*Exercise*: Set down every entry exactly as it was written.

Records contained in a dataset

■ ■ ■ ■ ■ ■ ■

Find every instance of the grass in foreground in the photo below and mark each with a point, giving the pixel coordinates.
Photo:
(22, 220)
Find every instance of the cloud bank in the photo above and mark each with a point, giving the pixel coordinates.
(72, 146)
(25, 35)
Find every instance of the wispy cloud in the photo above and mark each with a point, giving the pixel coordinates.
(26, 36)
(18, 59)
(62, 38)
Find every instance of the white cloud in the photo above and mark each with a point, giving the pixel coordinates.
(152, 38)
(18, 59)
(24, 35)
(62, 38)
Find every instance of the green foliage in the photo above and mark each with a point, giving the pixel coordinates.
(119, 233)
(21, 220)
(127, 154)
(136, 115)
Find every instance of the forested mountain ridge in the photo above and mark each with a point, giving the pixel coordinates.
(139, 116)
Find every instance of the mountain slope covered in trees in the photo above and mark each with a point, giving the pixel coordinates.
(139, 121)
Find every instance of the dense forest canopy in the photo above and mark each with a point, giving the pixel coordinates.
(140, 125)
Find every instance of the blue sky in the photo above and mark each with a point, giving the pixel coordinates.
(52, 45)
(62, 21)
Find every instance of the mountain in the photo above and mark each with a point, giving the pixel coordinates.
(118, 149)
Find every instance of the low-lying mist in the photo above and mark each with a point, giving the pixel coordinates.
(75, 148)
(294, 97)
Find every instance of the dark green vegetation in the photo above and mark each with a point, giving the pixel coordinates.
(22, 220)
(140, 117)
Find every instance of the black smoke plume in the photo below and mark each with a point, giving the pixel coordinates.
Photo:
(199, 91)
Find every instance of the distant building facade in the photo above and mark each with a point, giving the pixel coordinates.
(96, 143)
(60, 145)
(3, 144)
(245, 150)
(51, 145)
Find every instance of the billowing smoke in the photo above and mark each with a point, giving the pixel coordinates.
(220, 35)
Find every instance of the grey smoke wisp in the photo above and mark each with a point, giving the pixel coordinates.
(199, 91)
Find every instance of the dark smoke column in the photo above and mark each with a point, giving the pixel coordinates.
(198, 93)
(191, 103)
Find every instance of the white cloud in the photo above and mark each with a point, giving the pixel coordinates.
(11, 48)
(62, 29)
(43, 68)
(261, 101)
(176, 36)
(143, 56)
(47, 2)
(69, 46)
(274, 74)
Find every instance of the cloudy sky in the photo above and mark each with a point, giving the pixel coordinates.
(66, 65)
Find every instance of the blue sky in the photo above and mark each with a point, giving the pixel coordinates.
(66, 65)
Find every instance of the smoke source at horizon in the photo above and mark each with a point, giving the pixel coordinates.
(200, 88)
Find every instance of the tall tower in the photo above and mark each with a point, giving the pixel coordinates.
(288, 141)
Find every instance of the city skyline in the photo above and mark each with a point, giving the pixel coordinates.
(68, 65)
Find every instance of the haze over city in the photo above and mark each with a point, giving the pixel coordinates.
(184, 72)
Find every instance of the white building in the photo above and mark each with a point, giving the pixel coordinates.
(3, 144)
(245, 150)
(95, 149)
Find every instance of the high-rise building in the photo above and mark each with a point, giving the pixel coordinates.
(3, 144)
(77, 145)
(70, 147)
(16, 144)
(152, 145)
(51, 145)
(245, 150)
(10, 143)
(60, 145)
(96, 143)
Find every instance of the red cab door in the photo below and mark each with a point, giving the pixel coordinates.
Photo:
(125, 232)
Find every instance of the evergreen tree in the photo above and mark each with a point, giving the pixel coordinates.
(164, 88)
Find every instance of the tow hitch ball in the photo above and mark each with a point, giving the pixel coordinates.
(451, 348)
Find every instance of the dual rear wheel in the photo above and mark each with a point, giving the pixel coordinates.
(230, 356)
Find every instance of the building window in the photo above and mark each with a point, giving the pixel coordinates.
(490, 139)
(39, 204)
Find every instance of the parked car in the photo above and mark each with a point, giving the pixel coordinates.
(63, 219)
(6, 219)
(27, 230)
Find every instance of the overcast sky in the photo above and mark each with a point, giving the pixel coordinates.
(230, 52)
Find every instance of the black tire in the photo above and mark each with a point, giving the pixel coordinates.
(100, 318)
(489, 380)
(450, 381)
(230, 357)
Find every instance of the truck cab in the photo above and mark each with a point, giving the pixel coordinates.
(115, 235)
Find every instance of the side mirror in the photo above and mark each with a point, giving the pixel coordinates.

■ ■ ■ ■ ■ ■ ■

*Output below*:
Find every instance of the grass in foreground in the photo below and mark each with a point, giving the pixel coordinates.
Photo:
(22, 220)
Find every instance of the cloud bank in the photo above and mark each with a point, giving the pixel coordinates.
(72, 146)
(25, 35)
Find every instance of the wispy cloud in the photo above and mark each with a point, giving the pixel coordinates.
(26, 36)
(18, 59)
(62, 38)
Find every instance of the white cloud in the photo above and mark each with a point, giving the pixel coordinates.
(152, 38)
(18, 59)
(24, 35)
(62, 38)
Find every instance of the green foliage in the photo above and mark each with a point, giving the pixel coordinates.
(119, 233)
(21, 220)
(127, 154)
(136, 115)
Find every instance of the forested mountain ridge in the photo above and mark each with a point, giving the pixel coordinates.
(139, 116)
Find every instance of the mountain slope covered in trees in the photo above and mark each with a point, giving the pixel coordinates.
(139, 121)
Find every instance of the dense forest canopy in the photo above and mark each with a point, giving the pixel coordinates.
(140, 125)
Find every instance of the blue sky in the photo above and mark each with a point, giving the pixel coordinates.
(52, 45)
(62, 21)
Find every instance of the mountain in the photo above and mark each with a point, giving the pixel coordinates.
(118, 149)
Find every instance of the low-lying mist in the photo above and mark each with a point, giving the pixel coordinates.
(75, 148)
(294, 97)
Find every instance of the dark green vegetation in the photo above and mark each with a point, giving the pixel coordinates.
(22, 220)
(140, 117)
Find every instance of the black smoke plume in the photo below and mark each with a point, giving the pixel coordinates.
Photo:
(199, 91)
Find every instance of the distant building facade in the photo above and mark each with a point, giving the pixel coordinates.
(96, 143)
(60, 145)
(3, 144)
(245, 150)
(51, 145)
Find every instance of the billowing smoke in the photo above and mark each with a point, giving the pixel coordinates.
(220, 35)
Find every instance of the grey smoke wisp in the photo above and mark each with a point, giving the pixel coordinates.
(199, 91)
Find every instance of the dark smoke column in the photo above and mark each with a point, giving the pixel coordinates.
(198, 93)
(191, 103)
Find every instance of the white cloud in the photo above and mark each with a point, giving the pixel coordinates.
(11, 48)
(62, 29)
(43, 68)
(261, 101)
(176, 36)
(143, 56)
(47, 2)
(69, 46)
(274, 74)
Find every instance of the cloudy sky in the photo above and mark each with a point, giving the pixel coordinates.
(66, 65)
Find every instance of the blue sky in the photo above and mark each with a point, giving the pixel coordinates.
(66, 65)
Find every instance of the smoke source at horizon in the photo above and mark each with a point, giving the pixel coordinates.
(200, 88)
Find every instance of the tall tower in the photo above and mark each with a point, giving the pixel coordinates.
(288, 141)
Find every instance of the city skyline in the photo above and mark each with a point, giving the pixel coordinates.
(68, 65)
Find every instance of the haze over city in the photo above and mark each with a point, giving the pixel coordinates.
(184, 72)
Find every instance of the white building in the photo above and mark each with a point, giving the pixel coordinates.
(3, 144)
(245, 150)
(95, 149)
Find every instance of the high-rise building in the photo above and mark each with a point, giving the pixel coordinates.
(3, 144)
(77, 145)
(70, 147)
(16, 144)
(152, 145)
(51, 145)
(245, 150)
(10, 143)
(60, 145)
(96, 143)
Find every instance of the red cab door in the photo below and mark each with a point, giving the pixel coordinates.
Photo:
(125, 232)
Find every instance of the evergreen tree in the photo above and mark each with a point, giving the pixel coordinates.
(164, 88)
Find every instance of the tow hitch ball in the photo above and mark each with a point, giving the pixel coordinates.
(451, 348)
Find every instance of the dual rear wheel in the photo above and mark each with a point, giving the pixel coordinates.
(230, 356)
Find every instance of the building window in the photo above and mark each with a point, giving the pixel coordinates.
(490, 139)
(39, 204)
Find every instance of the parked car in the photo above and mark each with a point, giving the pixel coordinates.
(63, 219)
(6, 219)
(27, 230)
Find every instance of the overcast sky in the photo above and mark each with a point, giving the pixel coordinates.
(230, 52)
Find every instance of the black tire in the photo above and mark each with a point, giving the pixel coordinates.
(100, 318)
(489, 380)
(450, 381)
(230, 357)
Find every instance of the truck cab in the photo above and mark each with a point, giving the pixel coordinates.
(115, 235)
Find every instance of the side mirror in the photo above and mark each with a point, giving the pixel coordinates.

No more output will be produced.